TASK REQUIREMENTS> Set down every entry word for word. Omit the pictures.

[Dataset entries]
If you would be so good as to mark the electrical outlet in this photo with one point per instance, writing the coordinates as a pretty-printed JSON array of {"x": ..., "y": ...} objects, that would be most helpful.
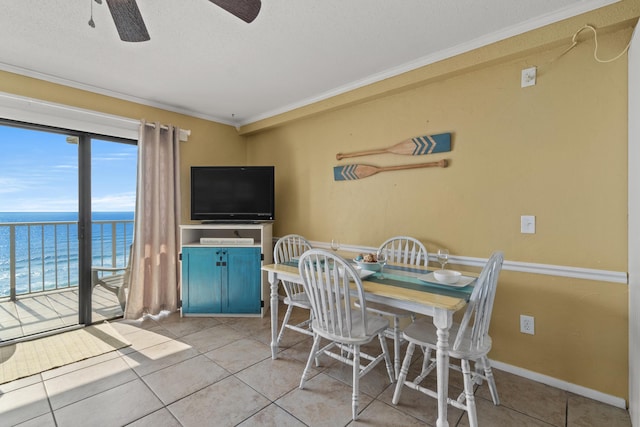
[
  {"x": 528, "y": 224},
  {"x": 527, "y": 324}
]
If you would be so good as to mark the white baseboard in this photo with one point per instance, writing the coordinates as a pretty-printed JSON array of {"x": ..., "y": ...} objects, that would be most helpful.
[{"x": 616, "y": 401}]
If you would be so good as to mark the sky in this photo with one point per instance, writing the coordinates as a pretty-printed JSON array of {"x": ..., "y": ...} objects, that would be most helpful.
[{"x": 39, "y": 173}]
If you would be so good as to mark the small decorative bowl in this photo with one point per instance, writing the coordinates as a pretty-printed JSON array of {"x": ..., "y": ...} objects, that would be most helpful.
[
  {"x": 447, "y": 276},
  {"x": 371, "y": 266}
]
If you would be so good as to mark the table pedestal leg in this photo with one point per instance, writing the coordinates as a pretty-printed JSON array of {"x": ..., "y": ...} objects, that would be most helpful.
[{"x": 442, "y": 319}]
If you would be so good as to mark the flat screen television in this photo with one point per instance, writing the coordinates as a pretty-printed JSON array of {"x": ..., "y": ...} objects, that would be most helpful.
[{"x": 233, "y": 193}]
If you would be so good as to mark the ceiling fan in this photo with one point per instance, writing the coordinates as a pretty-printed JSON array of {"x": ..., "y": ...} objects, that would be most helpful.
[{"x": 130, "y": 24}]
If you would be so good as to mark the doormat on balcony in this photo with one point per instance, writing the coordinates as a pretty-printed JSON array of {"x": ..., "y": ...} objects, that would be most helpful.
[{"x": 31, "y": 357}]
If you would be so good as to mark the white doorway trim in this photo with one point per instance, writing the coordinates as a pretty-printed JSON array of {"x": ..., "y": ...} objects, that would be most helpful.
[{"x": 634, "y": 228}]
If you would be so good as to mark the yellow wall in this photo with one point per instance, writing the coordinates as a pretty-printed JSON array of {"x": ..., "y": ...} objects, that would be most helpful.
[
  {"x": 557, "y": 150},
  {"x": 209, "y": 143}
]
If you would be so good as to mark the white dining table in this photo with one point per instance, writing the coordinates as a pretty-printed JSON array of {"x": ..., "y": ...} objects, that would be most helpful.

ANSWER BOX>
If you would be so good as to mark the electrical outlet in this photo with one point per instance, writing the coordinates as a pretty-printed JSON array of {"x": ..., "y": ...} objects, that would be most helpful.
[
  {"x": 528, "y": 224},
  {"x": 527, "y": 324}
]
If you would be so good as to mark the white baseboard in this photo with one point per instance, writing the coordinates as a pretty-printed JSON array of {"x": ..., "y": ...} objects, that would be most helpful.
[{"x": 616, "y": 401}]
If you would be so good as to mark the sky in this photo with one point per instance, writing the coordinates as a pretty-printed JSON array of {"x": ..., "y": ...} objects, that would be most helpful.
[{"x": 39, "y": 173}]
If you would be so good as to mark the small decorative bowl in this photo with one point per instance, writing the coordinates as a pretty-printed JSON array of {"x": ..., "y": ...} objects, that would be most helpful.
[
  {"x": 447, "y": 276},
  {"x": 371, "y": 266}
]
If you would be so good as to mark the table pedestal leg in this photo with one point per instance, writing the coordinates as a pretty-printed JSON array of {"x": ..., "y": ...} objects, that would be most helpful.
[{"x": 442, "y": 319}]
If you would be so good as to mark the flat screen television in this photo with one point per instance, writing the coordinates as a pretty-printed JSON array of {"x": ..., "y": ...} objects, that would be most helpful.
[{"x": 233, "y": 193}]
If you would be so good as to mark the ceiling fan in this photo with one point per instance, writing the coordinates as a pretty-printed JSON array of {"x": ..., "y": ...} objects, that would be most helpful.
[{"x": 130, "y": 24}]
If you would be so good as to mark the doormat on balcony in this photo with one point per instance, writing the coordinates as a pretty-printed JSON array of {"x": ..., "y": ...} objects, that would be most helpful.
[{"x": 31, "y": 357}]
If you would be so good as to mark the white doorway trim in this photo with one point per instance, writing the coordinates as a pretty-printed JSON array of {"x": ..., "y": ...} objects, that would be most helpful.
[{"x": 634, "y": 228}]
If you would be so good as to mark the yellow wall in this photo with one point per instance, writing the coordinates as a pretty-printed JSON array of {"x": ..., "y": ...} objects, that would be most helpful.
[
  {"x": 557, "y": 150},
  {"x": 209, "y": 143}
]
If you would be so good as to mark the white dining table in this photo with one point per instance, writing the coordinates as a pretty-printed JSON array of {"x": ..., "y": ...} objects, that would be most helpful.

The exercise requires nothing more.